### Vorliegender Text
----

Eine Vielzahl von Sünden
Neue Storys von Richard Ford
Der Titel von Richard Fords neuer Story-Sammlung Eine Vielzahl von Sünden (Berlin Verlag, 381 Seiten, 19,90 Euro) ist Programm. Anders als in dem Kurzgeschichtenband „Rock Springs“, der Ford vor 15 Jahren zu einem Geheimtipp unter den zeitgenössischen US-Autoren machte und in dem er eine Vielzahl von Themen behandelte, geht es in den zehn neuen Geschichten einzig und allein um das eine: Untreue.
Sie kann ganz beiläufig und fast unschuldig geschehen wie in der gerade mal sechs Seiten umfassenden Geschichte „Aussicht“, in der der Ich-Erzähler berichtet, wie er eine Nachbarin am Fenster mit dem Opernglas beim Ausziehen beobachtet, während seine Frau schon schläft. Oder als Ein-Satz-Geständnis auftauchen wie in „Unter dem Radar“: Das junge Ehepaar Reeves ist gerade auf dem Weg zu einer Abendgesellschaft, als Marjorie ihrem Mann Steven mitteilt, dass sie vor einem Jahr mit dem Gastgeber eine Affäre hatte. Über das Wie und Wo verliert Ford selten viele Worte („Tom fickte monatelang fast täglich mit Crystal in ihrem Siebdruckatelier“); was ihn interessiert sind die Folgen. Auch die können mal belanglos sein, wie bei dem Spanner, der eines Tages einfach das Fernglas weglegt, oder drastisch wie bei den Reeves: Steven schlägt seiner Frau mit der Faust die Nase blutig.

----

### Aufgabe 1
Übertragen Sie aus der Besprechung von Richard Fords Erzählband diesen Satz ins Englische: „Der Titel von Richard Fords neuer Story-Sammlung Eine Vielzahl von Sünden (Berlin Verlag, 381 Seiten, 19,90 Euro) ist Programm.“
### Aufgabe 2
Greifen Sie die Besprechung von Richard Fords Erzählband nach ihrem letzten Satz wieder auf und schreiben Sie sie weiter.
Die Einträge spielen hierfür keine Rolle.

----

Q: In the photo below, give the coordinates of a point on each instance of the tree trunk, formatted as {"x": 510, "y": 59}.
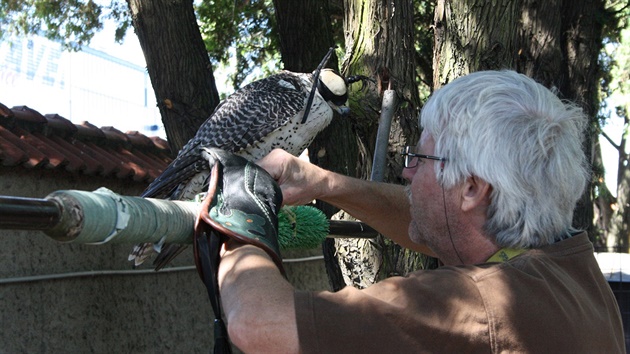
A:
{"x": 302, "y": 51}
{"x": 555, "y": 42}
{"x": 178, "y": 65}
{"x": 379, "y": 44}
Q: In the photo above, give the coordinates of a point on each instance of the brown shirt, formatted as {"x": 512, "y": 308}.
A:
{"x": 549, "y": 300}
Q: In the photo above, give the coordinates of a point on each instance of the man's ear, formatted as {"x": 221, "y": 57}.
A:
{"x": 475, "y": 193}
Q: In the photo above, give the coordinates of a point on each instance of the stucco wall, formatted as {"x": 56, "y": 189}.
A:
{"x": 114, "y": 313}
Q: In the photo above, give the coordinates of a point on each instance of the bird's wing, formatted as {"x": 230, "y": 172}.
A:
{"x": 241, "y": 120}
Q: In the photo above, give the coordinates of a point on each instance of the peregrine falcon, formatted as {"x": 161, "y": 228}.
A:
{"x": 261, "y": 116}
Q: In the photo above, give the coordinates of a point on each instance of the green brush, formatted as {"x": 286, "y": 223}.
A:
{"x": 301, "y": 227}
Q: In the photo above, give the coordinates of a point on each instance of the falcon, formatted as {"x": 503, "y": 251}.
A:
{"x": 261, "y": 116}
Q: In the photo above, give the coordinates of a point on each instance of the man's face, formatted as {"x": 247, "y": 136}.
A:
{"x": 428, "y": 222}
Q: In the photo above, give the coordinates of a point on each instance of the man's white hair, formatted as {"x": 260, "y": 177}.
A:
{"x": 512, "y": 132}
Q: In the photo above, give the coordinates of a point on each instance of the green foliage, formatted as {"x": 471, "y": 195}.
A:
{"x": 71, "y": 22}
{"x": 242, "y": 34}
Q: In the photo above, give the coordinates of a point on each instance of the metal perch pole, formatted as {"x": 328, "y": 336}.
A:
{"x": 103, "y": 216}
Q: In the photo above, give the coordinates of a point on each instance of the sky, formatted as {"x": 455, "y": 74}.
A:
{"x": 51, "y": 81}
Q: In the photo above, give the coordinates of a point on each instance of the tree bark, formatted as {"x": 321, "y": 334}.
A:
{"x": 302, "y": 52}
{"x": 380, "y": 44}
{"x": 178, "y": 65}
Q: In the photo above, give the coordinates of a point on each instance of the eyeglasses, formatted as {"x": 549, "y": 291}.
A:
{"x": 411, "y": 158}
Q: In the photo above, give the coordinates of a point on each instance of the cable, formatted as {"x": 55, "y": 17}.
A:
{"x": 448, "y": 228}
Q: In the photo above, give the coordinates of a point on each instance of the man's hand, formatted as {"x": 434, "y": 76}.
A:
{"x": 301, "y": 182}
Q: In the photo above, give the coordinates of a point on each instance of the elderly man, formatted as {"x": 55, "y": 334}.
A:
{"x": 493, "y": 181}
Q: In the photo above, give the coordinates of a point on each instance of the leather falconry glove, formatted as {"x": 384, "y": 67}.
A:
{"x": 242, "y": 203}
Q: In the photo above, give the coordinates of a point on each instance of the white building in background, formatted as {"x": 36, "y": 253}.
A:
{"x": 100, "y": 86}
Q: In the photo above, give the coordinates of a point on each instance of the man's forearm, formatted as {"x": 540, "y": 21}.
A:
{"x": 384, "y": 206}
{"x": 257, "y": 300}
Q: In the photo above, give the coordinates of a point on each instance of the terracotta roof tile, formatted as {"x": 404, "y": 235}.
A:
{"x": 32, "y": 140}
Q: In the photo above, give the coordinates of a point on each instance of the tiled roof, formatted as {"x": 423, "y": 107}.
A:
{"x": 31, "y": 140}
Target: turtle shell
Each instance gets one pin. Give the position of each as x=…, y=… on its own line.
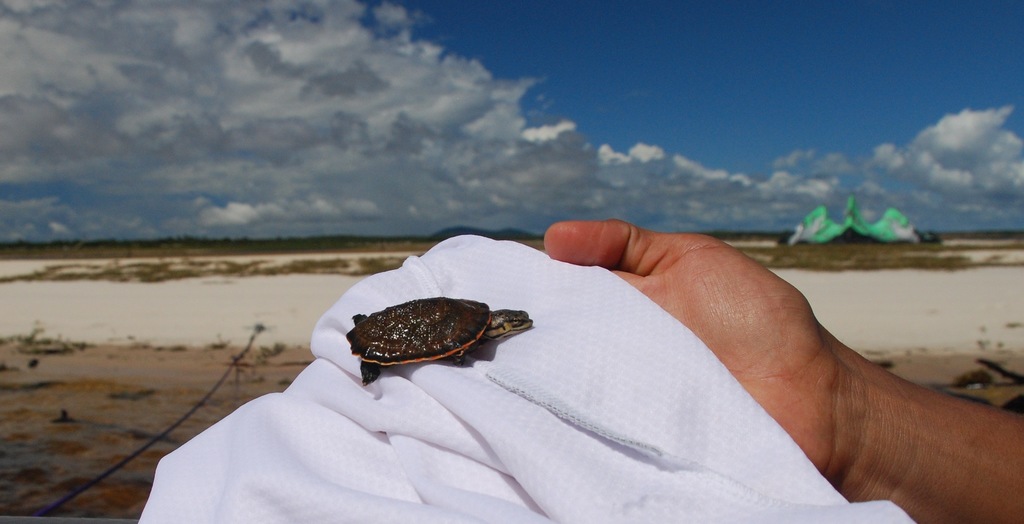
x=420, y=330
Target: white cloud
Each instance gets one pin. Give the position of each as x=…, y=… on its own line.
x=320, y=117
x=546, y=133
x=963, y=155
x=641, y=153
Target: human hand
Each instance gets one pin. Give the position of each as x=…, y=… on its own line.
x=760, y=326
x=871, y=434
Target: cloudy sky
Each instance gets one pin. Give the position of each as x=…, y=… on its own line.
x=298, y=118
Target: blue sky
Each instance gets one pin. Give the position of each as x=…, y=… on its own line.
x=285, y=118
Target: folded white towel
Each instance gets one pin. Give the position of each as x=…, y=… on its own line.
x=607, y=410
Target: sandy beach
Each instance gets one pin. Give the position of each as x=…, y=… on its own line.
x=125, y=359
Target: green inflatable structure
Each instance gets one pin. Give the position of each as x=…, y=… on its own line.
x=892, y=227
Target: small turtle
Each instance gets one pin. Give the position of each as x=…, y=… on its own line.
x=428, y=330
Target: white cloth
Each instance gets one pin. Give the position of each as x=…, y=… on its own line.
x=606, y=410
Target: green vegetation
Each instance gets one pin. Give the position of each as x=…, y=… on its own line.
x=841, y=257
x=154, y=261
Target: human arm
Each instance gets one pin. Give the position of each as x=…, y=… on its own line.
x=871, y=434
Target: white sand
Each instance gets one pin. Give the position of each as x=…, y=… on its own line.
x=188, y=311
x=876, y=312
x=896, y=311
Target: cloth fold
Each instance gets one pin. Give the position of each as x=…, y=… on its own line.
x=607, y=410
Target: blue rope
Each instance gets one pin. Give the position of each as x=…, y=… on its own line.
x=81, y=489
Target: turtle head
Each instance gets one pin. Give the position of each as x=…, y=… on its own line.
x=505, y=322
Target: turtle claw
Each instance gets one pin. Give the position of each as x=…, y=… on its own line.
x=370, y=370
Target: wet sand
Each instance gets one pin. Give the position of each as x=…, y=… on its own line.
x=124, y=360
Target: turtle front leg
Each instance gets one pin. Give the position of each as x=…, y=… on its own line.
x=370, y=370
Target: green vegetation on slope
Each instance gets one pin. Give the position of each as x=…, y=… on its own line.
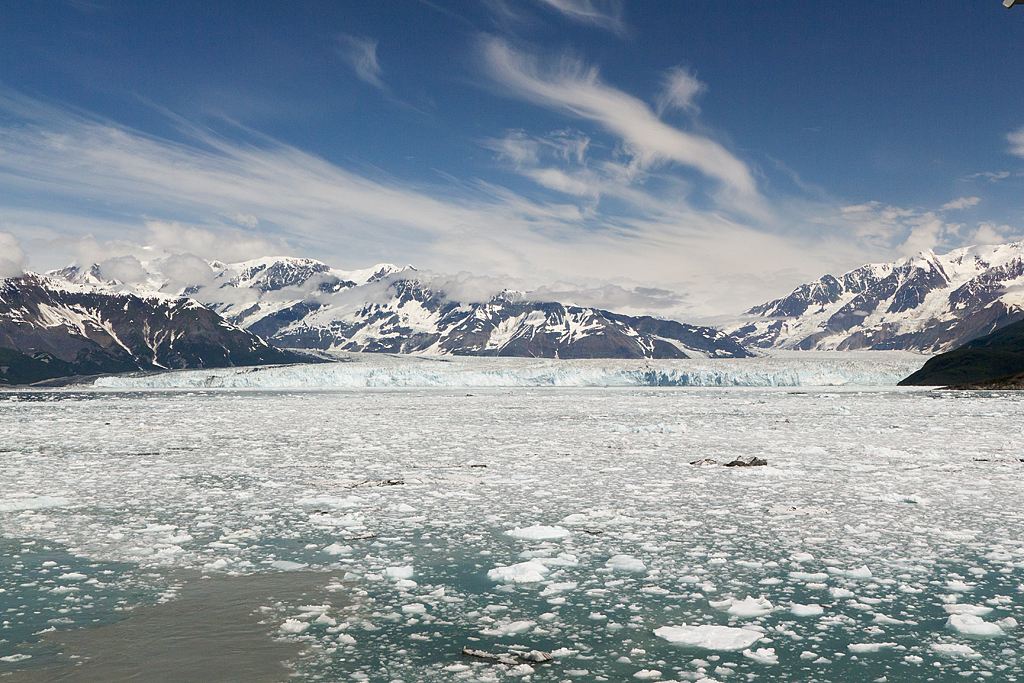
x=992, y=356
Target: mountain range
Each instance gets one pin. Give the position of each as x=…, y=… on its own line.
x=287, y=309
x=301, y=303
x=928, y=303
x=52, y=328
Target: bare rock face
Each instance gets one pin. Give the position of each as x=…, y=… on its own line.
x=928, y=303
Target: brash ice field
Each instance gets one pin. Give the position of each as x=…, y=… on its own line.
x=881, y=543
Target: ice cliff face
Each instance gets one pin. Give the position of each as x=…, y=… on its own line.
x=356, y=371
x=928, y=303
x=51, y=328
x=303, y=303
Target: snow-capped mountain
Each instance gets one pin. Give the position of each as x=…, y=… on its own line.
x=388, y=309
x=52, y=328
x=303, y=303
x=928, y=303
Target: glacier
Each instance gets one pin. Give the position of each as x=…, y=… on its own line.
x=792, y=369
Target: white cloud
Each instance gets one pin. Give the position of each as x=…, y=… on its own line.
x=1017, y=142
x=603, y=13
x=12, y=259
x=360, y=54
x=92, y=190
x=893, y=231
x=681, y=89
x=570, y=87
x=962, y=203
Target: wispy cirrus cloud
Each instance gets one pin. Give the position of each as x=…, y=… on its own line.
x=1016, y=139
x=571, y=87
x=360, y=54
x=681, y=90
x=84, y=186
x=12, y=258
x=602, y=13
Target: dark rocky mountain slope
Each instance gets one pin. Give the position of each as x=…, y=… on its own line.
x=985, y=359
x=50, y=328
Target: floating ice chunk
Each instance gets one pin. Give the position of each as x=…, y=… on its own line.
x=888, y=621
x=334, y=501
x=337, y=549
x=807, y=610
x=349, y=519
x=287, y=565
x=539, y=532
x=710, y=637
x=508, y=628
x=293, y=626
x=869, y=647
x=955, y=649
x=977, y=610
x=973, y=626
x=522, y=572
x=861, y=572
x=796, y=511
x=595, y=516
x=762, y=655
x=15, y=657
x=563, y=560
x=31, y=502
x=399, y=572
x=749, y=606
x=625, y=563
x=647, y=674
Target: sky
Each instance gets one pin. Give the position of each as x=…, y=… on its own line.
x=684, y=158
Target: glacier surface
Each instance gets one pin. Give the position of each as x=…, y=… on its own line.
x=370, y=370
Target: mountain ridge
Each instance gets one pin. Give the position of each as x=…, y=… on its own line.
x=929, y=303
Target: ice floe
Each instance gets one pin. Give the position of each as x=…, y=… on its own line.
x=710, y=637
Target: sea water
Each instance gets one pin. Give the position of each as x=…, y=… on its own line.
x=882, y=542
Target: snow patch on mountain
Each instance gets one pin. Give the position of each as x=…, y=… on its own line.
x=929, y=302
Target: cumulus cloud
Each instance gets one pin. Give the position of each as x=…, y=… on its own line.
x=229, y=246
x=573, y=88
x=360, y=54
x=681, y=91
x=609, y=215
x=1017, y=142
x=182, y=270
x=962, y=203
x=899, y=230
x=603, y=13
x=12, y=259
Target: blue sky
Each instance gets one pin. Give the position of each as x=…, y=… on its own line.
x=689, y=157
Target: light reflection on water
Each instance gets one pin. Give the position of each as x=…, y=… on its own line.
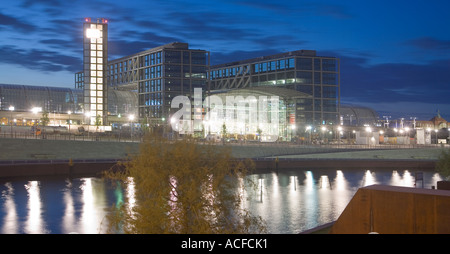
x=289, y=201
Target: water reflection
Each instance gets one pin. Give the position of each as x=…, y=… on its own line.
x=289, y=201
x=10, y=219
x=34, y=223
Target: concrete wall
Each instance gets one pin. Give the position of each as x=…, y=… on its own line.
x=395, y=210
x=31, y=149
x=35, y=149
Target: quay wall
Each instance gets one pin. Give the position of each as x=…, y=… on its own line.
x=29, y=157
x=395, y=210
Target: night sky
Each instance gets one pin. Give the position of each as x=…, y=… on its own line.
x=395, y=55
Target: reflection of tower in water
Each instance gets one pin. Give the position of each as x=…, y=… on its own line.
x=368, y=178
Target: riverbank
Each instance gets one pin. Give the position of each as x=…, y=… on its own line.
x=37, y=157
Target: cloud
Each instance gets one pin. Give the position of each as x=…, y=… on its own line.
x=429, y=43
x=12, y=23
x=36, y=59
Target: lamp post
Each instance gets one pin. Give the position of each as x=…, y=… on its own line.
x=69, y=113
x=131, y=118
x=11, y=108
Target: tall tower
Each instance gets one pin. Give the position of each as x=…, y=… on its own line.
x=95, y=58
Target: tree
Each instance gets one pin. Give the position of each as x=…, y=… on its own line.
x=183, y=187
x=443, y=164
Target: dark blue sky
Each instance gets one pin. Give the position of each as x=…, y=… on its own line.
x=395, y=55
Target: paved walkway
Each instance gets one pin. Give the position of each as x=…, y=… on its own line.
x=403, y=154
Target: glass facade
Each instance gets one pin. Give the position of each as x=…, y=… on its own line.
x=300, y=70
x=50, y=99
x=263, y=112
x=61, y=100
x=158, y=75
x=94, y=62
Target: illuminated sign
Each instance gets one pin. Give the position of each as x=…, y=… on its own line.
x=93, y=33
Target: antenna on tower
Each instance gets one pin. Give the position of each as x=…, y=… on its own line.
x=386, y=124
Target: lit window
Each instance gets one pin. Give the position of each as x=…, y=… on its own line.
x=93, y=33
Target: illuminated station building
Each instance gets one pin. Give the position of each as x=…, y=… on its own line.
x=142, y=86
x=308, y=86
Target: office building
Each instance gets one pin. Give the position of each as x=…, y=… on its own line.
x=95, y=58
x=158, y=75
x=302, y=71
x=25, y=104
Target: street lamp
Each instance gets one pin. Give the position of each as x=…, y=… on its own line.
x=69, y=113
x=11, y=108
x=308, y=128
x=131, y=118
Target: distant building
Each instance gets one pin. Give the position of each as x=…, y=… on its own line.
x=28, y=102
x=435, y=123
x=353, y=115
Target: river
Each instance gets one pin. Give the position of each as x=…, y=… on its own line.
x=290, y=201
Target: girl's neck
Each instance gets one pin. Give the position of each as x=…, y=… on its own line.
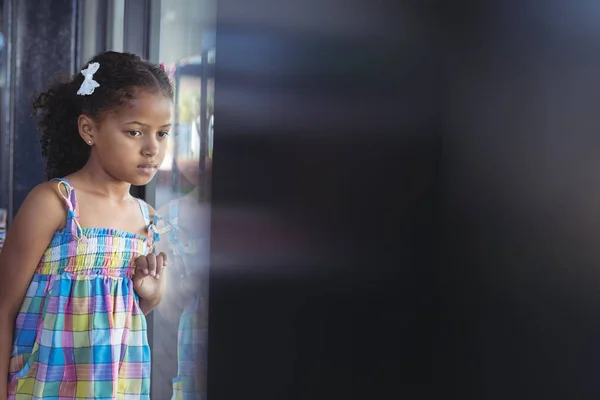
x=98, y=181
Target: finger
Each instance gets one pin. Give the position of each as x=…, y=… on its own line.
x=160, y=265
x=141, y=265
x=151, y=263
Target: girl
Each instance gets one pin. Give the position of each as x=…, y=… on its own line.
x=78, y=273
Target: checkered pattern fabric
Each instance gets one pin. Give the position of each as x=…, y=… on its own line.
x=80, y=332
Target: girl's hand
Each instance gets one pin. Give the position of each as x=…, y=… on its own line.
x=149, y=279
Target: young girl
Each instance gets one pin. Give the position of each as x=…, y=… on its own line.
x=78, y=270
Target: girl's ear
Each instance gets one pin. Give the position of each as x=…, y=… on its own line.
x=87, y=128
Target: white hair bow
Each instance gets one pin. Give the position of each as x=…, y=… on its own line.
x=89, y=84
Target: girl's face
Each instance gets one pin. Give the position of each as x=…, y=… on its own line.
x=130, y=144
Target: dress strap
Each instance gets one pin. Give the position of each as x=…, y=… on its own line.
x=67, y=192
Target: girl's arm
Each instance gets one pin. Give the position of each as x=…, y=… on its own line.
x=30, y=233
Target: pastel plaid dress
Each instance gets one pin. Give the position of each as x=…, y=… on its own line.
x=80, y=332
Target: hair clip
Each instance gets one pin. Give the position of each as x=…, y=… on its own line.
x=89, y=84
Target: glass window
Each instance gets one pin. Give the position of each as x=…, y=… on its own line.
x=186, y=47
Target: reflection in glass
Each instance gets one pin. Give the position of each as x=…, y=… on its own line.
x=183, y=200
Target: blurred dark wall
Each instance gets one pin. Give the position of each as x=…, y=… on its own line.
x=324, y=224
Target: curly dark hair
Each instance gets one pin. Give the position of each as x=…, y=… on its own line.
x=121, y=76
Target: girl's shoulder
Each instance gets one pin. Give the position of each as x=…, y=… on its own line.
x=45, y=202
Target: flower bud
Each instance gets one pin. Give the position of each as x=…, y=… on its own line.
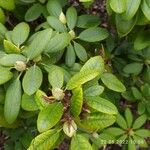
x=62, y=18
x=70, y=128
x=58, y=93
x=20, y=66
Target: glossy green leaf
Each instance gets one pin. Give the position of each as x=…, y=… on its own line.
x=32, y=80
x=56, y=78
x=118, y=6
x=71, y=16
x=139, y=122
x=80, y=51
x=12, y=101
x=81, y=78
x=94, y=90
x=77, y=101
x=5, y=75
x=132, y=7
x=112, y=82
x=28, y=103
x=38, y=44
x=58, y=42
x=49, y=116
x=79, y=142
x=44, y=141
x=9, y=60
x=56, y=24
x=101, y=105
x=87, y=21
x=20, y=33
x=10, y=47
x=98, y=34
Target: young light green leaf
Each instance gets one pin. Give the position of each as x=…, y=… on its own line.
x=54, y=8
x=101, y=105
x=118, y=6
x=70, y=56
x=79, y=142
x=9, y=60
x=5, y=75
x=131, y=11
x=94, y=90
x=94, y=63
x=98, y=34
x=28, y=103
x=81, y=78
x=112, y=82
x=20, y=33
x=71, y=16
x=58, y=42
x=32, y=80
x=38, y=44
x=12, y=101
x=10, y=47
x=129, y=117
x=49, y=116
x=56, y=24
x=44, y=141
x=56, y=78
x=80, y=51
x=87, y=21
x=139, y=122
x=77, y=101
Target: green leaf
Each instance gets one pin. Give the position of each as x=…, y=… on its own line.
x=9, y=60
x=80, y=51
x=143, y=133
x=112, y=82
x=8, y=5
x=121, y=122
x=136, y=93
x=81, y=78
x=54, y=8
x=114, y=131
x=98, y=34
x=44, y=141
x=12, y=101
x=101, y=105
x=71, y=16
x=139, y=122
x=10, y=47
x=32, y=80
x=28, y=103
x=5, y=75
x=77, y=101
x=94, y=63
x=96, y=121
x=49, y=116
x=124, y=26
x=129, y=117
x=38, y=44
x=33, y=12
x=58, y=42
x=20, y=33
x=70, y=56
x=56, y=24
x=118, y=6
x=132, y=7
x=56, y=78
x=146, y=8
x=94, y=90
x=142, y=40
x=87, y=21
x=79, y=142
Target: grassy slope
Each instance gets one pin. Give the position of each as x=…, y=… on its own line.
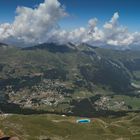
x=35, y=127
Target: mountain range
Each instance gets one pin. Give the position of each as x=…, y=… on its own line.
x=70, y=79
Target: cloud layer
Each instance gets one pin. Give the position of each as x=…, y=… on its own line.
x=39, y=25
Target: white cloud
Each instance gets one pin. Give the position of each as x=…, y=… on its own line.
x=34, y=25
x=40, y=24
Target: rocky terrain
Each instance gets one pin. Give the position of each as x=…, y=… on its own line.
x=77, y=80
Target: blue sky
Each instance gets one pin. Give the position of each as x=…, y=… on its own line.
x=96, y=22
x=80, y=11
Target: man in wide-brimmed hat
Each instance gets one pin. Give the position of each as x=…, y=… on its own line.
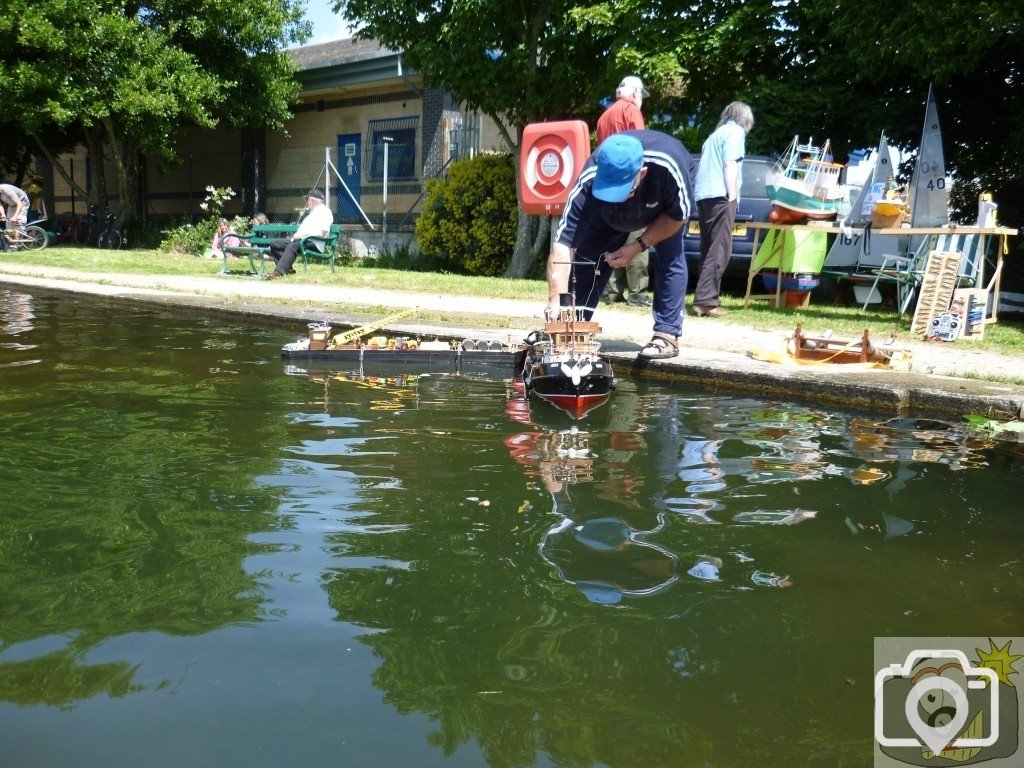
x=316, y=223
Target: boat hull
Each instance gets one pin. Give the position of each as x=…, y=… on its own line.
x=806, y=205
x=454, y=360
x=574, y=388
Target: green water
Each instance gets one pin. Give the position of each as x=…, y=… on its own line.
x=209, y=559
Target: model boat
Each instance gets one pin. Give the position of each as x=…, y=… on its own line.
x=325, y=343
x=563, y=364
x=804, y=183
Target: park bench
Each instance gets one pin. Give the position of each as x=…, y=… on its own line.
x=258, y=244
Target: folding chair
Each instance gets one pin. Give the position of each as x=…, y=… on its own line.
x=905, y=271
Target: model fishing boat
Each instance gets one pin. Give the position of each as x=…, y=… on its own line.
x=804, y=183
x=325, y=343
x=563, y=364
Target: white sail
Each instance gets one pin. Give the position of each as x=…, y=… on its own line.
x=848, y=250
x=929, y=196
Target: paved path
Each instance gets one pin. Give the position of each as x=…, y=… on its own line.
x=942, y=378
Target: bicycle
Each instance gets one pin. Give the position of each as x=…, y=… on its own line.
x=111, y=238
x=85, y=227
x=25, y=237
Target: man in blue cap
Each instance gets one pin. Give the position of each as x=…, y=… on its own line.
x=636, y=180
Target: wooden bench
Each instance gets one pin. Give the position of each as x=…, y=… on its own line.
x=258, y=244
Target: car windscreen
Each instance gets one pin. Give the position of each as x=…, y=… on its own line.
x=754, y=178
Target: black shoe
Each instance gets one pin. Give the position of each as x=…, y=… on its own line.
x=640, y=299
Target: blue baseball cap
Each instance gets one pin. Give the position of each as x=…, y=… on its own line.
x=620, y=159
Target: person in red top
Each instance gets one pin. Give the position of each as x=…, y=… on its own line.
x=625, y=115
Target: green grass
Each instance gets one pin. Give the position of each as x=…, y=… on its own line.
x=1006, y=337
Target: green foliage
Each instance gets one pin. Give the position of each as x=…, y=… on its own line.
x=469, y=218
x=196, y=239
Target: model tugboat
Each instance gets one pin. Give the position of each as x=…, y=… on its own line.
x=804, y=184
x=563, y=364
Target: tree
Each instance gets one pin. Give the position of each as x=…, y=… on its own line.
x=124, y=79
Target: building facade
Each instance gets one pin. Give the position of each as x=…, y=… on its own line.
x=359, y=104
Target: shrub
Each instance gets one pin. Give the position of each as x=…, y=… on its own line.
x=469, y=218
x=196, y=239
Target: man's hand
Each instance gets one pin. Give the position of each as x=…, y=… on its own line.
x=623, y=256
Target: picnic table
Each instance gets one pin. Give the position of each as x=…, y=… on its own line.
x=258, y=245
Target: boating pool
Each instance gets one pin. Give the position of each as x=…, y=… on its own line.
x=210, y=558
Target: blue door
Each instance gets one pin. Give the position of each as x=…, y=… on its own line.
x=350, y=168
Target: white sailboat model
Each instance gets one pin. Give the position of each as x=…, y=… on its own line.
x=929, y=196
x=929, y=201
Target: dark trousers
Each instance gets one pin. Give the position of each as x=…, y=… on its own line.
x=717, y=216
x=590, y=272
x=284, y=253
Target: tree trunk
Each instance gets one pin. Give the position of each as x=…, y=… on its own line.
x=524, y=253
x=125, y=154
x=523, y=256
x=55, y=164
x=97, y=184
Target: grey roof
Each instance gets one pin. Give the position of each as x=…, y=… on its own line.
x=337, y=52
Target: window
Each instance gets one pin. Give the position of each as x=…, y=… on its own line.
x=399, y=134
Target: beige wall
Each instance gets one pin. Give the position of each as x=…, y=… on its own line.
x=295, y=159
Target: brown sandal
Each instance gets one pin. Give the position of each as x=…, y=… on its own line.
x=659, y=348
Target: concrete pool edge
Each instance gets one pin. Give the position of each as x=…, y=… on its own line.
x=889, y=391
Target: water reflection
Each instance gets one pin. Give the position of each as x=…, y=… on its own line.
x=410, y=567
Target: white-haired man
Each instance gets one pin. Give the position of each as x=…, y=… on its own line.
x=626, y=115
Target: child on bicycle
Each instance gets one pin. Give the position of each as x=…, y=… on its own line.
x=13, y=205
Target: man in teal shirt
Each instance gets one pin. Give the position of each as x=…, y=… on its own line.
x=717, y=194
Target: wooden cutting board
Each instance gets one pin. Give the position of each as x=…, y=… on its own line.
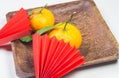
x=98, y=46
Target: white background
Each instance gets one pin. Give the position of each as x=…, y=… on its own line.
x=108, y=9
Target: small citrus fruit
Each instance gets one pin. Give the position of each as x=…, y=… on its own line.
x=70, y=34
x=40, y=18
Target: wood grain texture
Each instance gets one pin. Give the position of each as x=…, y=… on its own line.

----

### Lösung 1
The title of Richard Ford's new story collection, Eine Vielzahl von Sünden (Berlin Verlag, 381 pages, 19.90 euros), says it all.

### Lösung 2
Äußerst sparsam in den Mitteln und oft überraschend in der Wendung der Geschichte führt Ford den Leser von den Äußerlichkeiten ins Innenleben seiner Figuren. „Wenn du an das Leben anderer Leute denkst, nimmst du dann nicht immer an, sie würden weniger Fehler machen als du? Andere Leute scheinen immer alles besser im Griff zu haben“, sagt der frühpensionierte Cop Tom Marshall in der Story „Nachsicht“ zu seiner Frau, die seinen Seitensprung mit der siebdruckerin mit Fassung trägt.
„Die Charaktere meiner Bücher sind nicht gerade zufriedene Menschen“, sagte der 58-Jährige Autor. „Sie wissen allerdings, dass sie einst glücklicher waren. Nur die Gründe dafür kennen sie nicht“. Das zeigte 1986 der autobiografische Roman Sportreporter, noch viel drastischer aber zehn Jahre später sein größter Erfolg, der Roman Unabhängigkeitstag, der dem in Mississippi aufgewachsenem Autor neben dem Pulitzer Preis auch den PEN/Faulkner Award einbrachte. Das war bisher keinem anderen Autor gelungen.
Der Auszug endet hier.